Data records —
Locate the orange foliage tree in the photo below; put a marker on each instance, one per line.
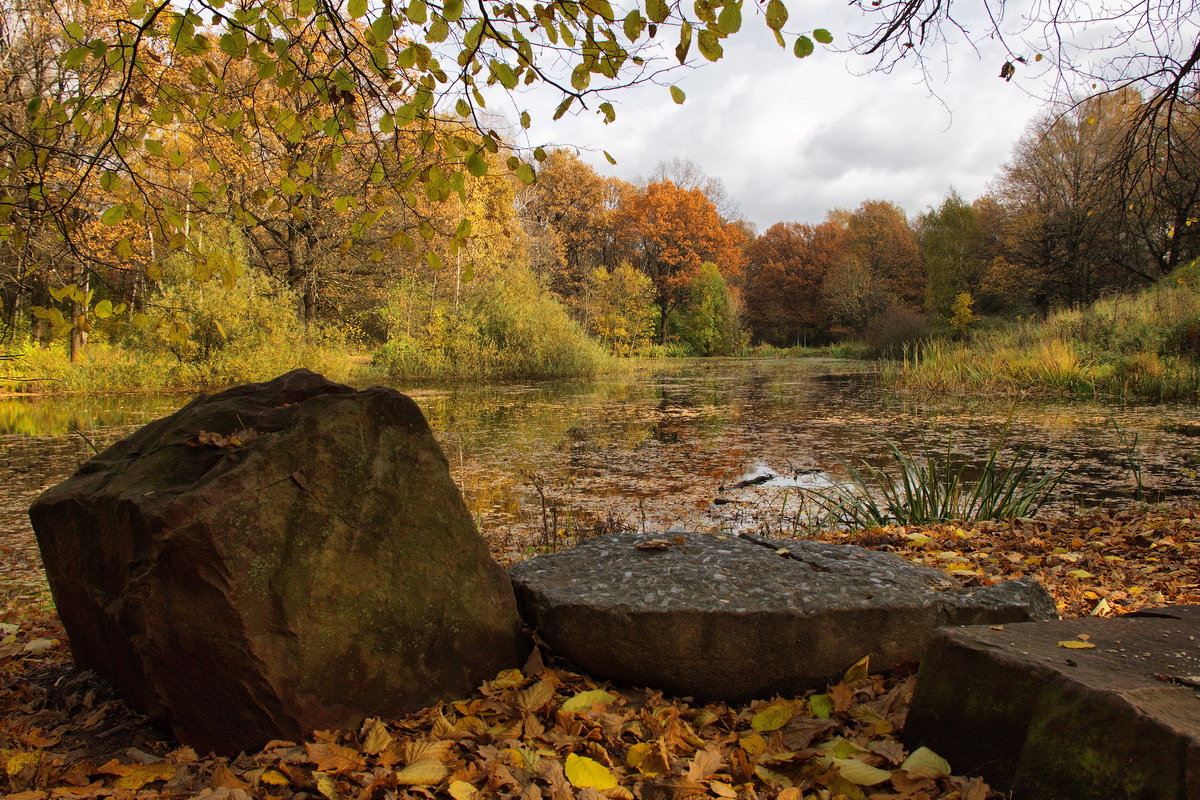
(783, 282)
(669, 233)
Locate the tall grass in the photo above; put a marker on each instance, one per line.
(1144, 346)
(930, 487)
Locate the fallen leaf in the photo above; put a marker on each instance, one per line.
(773, 717)
(139, 775)
(426, 771)
(585, 701)
(537, 696)
(925, 763)
(376, 738)
(861, 773)
(587, 774)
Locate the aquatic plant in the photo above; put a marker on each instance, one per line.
(933, 487)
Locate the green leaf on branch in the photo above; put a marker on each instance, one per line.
(709, 46)
(684, 42)
(114, 215)
(634, 24)
(730, 19)
(477, 164)
(777, 14)
(525, 174)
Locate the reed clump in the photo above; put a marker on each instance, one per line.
(928, 486)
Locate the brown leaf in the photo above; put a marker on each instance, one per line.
(333, 758)
(537, 696)
(707, 762)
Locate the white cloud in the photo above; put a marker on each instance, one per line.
(793, 138)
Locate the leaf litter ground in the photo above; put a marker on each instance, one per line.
(546, 732)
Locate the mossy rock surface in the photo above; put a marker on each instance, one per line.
(275, 559)
(1077, 709)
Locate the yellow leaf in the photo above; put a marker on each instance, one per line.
(507, 679)
(635, 755)
(377, 738)
(333, 758)
(772, 777)
(583, 774)
(327, 786)
(861, 773)
(754, 744)
(857, 674)
(274, 777)
(17, 762)
(723, 789)
(143, 774)
(423, 773)
(585, 701)
(773, 717)
(925, 763)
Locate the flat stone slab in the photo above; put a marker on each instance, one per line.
(738, 618)
(1119, 721)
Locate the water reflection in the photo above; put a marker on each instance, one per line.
(654, 445)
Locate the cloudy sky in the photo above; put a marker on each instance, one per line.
(793, 138)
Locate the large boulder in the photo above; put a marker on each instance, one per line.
(732, 618)
(274, 559)
(1075, 709)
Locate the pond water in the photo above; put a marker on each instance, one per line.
(654, 446)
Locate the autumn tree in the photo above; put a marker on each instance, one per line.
(618, 308)
(669, 233)
(879, 236)
(952, 247)
(711, 322)
(567, 217)
(1066, 217)
(783, 283)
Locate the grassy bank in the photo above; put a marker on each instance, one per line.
(1139, 347)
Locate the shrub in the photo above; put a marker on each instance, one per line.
(505, 326)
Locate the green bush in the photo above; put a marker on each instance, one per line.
(504, 326)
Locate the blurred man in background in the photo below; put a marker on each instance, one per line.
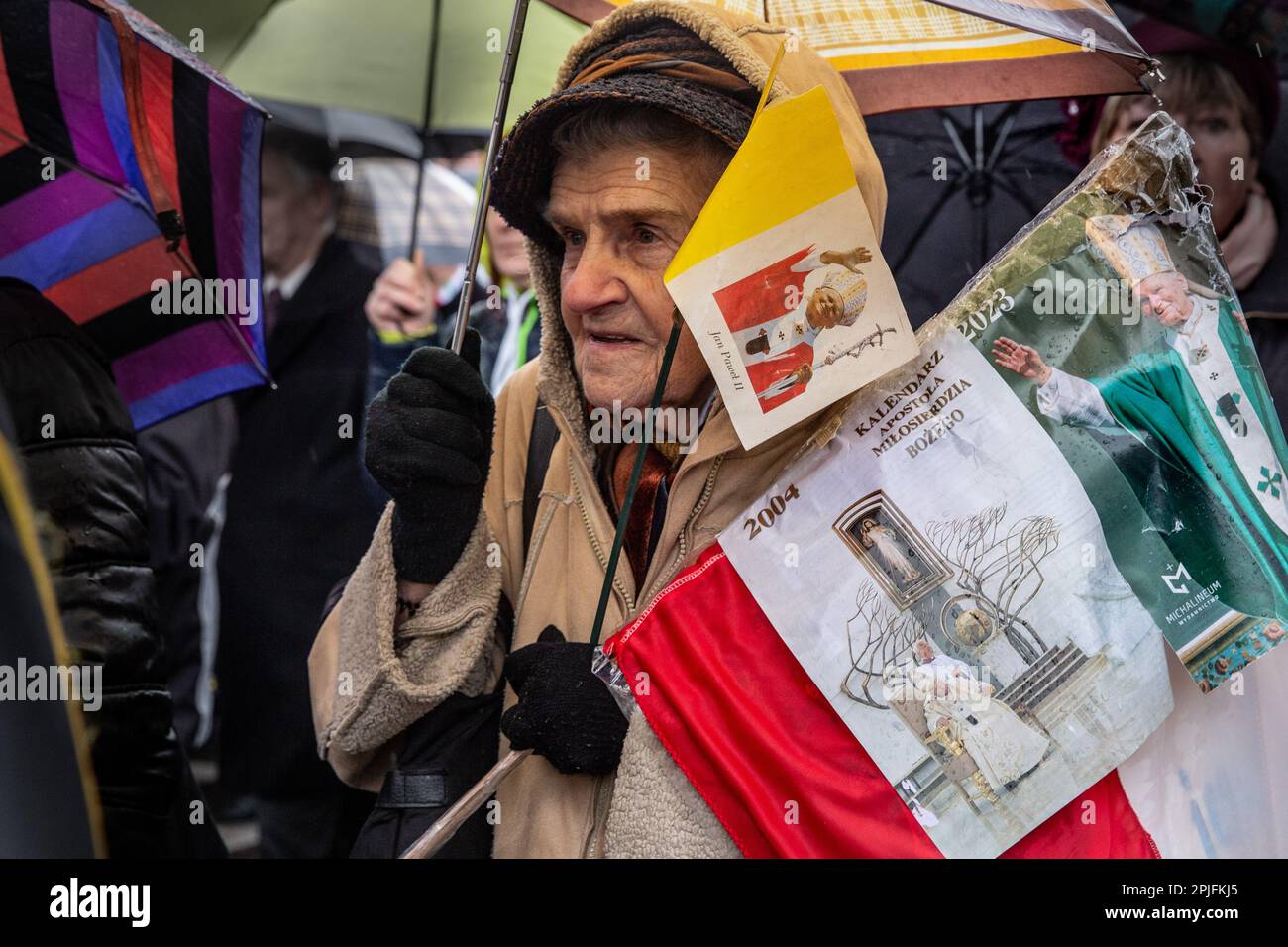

Exercise aim — Rewrite all the rows above, switching "Locate" to "Find" and keeping everything else unchanged. Leave the pictures out.

Exercise result —
Find the orange foliage tree in the photo below; put a marker on each instance, one per line.
(783, 282)
(669, 233)
Find the tall grass in the photo above; put a marker on each instance, one per line.
(1144, 346)
(930, 487)
Find the fallen leaf in the photo above; put a marker on each instance, one per line.
(773, 717)
(139, 775)
(426, 771)
(585, 701)
(537, 696)
(925, 763)
(376, 738)
(861, 773)
(587, 774)
Find the aquatic plant in the photo above; put a marker on each instance, one per line.
(933, 487)
Find the green leaf on branch in the photo above; put a marker on each instance, one per line.
(709, 46)
(684, 42)
(114, 215)
(634, 24)
(730, 19)
(477, 164)
(777, 14)
(525, 174)
Find the reed clump in the photo above; put a marker on each instance, one per line.
(928, 486)
Find the brown leaf in the photo above; put a marker on each instance, one per line.
(333, 758)
(537, 696)
(707, 762)
Find the white cloud in the photo above; put a marker on each instance, one per line.
(793, 138)
Find the leaf litter ground in the photo above; put a marker on each instance, one per line.
(546, 732)
Find the mossy rock surface in the photo above; put a marker on each instance, one per line.
(275, 559)
(1077, 709)
Find the yellow leaf in the photo above; put a marker on each instance, one per line.
(507, 679)
(635, 755)
(377, 738)
(333, 758)
(772, 777)
(583, 774)
(327, 786)
(861, 773)
(754, 744)
(857, 674)
(274, 777)
(17, 762)
(723, 789)
(143, 774)
(423, 773)
(585, 701)
(773, 717)
(925, 763)
Find the flat stone slab in the photo above; put a marker on each instance, one per line.
(738, 618)
(1119, 721)
Find the water reflection in the photo above; put a marker on each instance, one per line.
(654, 445)
Find the cloudy sky in the photo above; put a marker on each instance, one per line.
(793, 138)
Find the large boulder in the photo above; put a marker on each instance, one per line.
(732, 618)
(274, 559)
(1075, 709)
Find the pond water in the photo above; put a marker on each instance, one per line.
(654, 446)
Find the autumn tree in the photo above; put a marker on each instance, one per line.
(618, 308)
(669, 233)
(879, 236)
(952, 247)
(711, 322)
(567, 217)
(1066, 217)
(783, 283)
Find the grassy bank in the photo above; put a marker on each instance, one per line.
(1139, 347)
Find the shrub in the photo above; put a marker on each instance, one per line.
(505, 326)
Find the green bush in the photo above; put a marker on each instance, one per line.
(504, 326)
Find the blurred man in background in the photo below; put a marker on each instance, one per line.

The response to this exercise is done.